═══ ITEMS

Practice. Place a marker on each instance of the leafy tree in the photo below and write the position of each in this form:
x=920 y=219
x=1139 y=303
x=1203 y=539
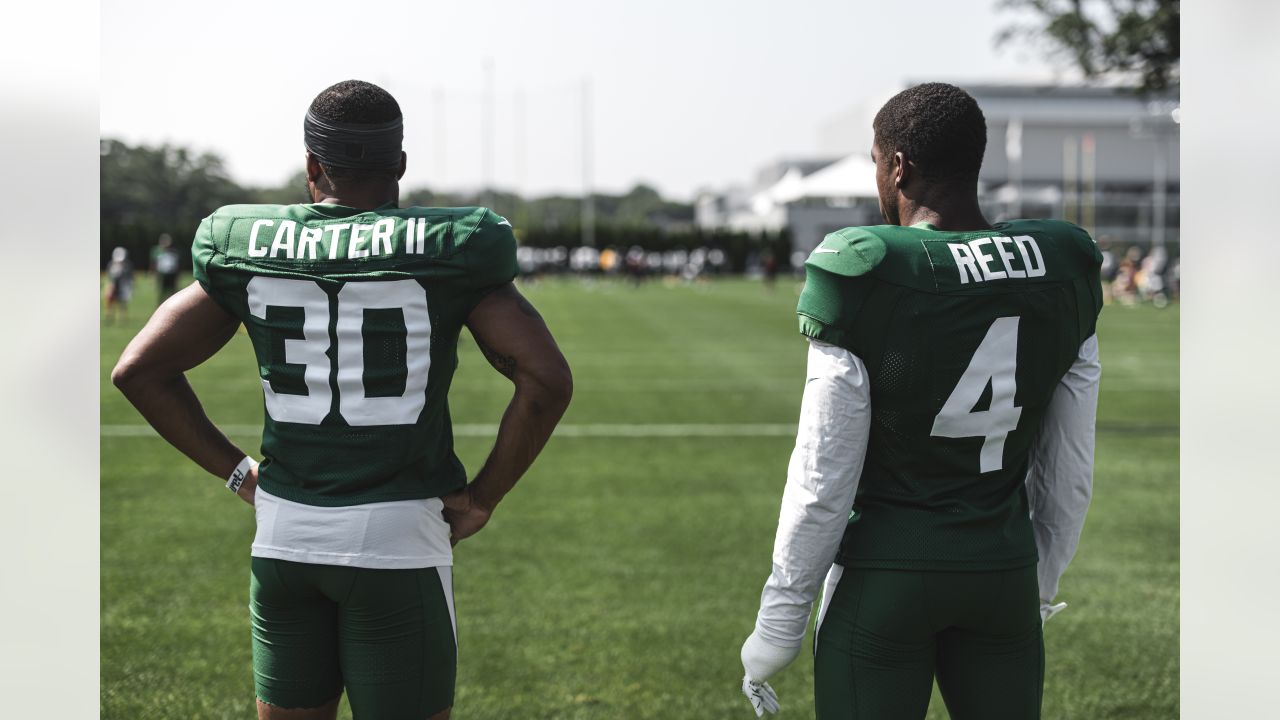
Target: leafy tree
x=1105 y=36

══════

EXERCISE DETAILS
Rewrite every row above, requests included, scaling each x and y coordinate in the answers by 0.25 and rounding to whole numbers with halves rounded up, while leaving the numbers in the requests and their sample lines as they are. Omit the pictures.

FINAL ANSWER
Practice. Place a marker on each instance of the leafy tree in the photo below and write the position of each in this form:
x=920 y=219
x=1139 y=303
x=1203 y=539
Target: leafy tree
x=276 y=9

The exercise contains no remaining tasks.